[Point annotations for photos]
[START]

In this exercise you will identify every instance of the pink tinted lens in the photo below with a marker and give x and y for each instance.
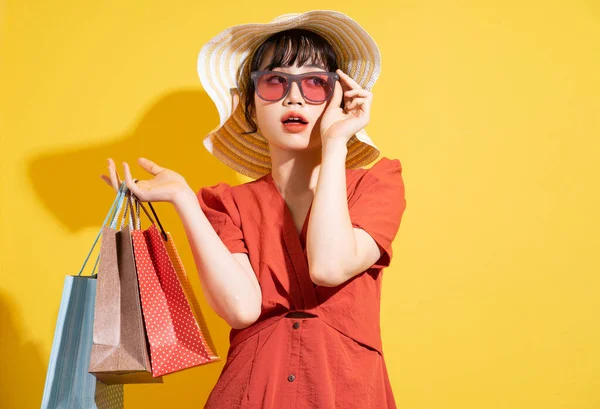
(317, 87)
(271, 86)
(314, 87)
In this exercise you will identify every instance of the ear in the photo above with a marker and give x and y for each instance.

[END]

PROMPT ::
Please convert every line of the entries above into a JSON list of strings, one string per line, with blank lines skipped. Leave out the pictures.

RESPONSE FOR THIS EXERCISE ::
[
  "In this exercise you will identify every instance of the pink tinted lens in the photo below with a marker and give x and y for each instance.",
  "(317, 87)",
  "(271, 86)",
  "(314, 87)",
  "In this exercise you will identify every instance of the ear in the photo above with a marker and give x and y for each instance."
]